* **PROMPT**
Repeat every entry word for word, skipping the pictures.

* **DATASET EXCERPTS**
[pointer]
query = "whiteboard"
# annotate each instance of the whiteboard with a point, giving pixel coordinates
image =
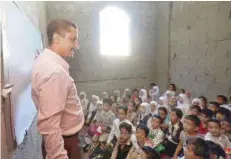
(21, 41)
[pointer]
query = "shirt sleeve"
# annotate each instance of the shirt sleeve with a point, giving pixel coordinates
(52, 99)
(158, 139)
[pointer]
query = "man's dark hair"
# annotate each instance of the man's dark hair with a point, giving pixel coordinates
(224, 111)
(216, 149)
(143, 127)
(124, 108)
(196, 107)
(194, 119)
(215, 104)
(108, 101)
(214, 121)
(199, 147)
(178, 112)
(126, 126)
(58, 26)
(224, 98)
(207, 112)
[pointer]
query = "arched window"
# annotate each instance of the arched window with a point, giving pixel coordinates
(114, 32)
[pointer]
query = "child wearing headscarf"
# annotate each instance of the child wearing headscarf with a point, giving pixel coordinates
(143, 111)
(92, 109)
(154, 93)
(183, 103)
(116, 94)
(84, 102)
(143, 95)
(104, 95)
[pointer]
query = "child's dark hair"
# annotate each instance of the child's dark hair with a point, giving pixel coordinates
(182, 90)
(128, 96)
(224, 98)
(126, 126)
(178, 112)
(215, 104)
(108, 101)
(194, 119)
(214, 121)
(224, 111)
(216, 149)
(228, 120)
(152, 85)
(196, 107)
(124, 108)
(174, 86)
(143, 127)
(204, 98)
(200, 147)
(157, 117)
(163, 109)
(151, 152)
(135, 90)
(207, 112)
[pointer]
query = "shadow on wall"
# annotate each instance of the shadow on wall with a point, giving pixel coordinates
(30, 148)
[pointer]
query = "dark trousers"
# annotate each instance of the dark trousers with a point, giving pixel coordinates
(72, 145)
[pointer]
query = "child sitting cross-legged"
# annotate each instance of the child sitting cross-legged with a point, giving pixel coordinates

* **ANSWER TO THE EXERCISE**
[pointer]
query = "whiteboard"
# annotate each instance of the whiteboard with a point, giving pixel coordinates
image =
(21, 41)
[pointer]
query = "shirt sleeve"
# annotate each instance of the shirt sleeve with a point, giving pixel coordinates
(52, 99)
(158, 139)
[pointer]
query = "man's dark hair"
# annotate each instance of the man's dark hair with a point, giving pixel coordinates
(224, 111)
(216, 149)
(143, 127)
(124, 108)
(196, 107)
(194, 119)
(215, 104)
(108, 101)
(214, 121)
(199, 147)
(178, 112)
(126, 126)
(58, 26)
(224, 98)
(207, 112)
[pointer]
query = "arched window"
# annotate each instance of the arched window with a point, giving pixel coordinates
(114, 32)
[pointer]
query = "child wearing headscarf"
# annotate each instance of the child wearing headscarf with a point, giving pixel coordinates
(143, 111)
(92, 109)
(154, 93)
(183, 103)
(116, 94)
(84, 102)
(143, 95)
(104, 95)
[pointer]
query = "child's dark hair"
# annotate each instance of the child's dark hair with a point, giving pixel coordinates
(182, 90)
(128, 96)
(224, 98)
(126, 126)
(178, 112)
(215, 104)
(108, 101)
(194, 119)
(214, 121)
(224, 111)
(216, 149)
(228, 120)
(152, 85)
(196, 107)
(124, 108)
(174, 86)
(143, 127)
(204, 98)
(200, 147)
(157, 117)
(163, 109)
(151, 152)
(135, 90)
(207, 112)
[pointer]
query = "shadow on wall"
# annotate each instance of the shadow on wall with a point, giving pixel coordinates
(30, 148)
[pointer]
query = "dark trousers"
# annotate each instance of the dark trousers with a point, giving pixel coordinates
(72, 145)
[pointer]
query = "child sitting cross-legged"
# annotate each instance of the child sitting cross-legged with a point, giving pixel coordinates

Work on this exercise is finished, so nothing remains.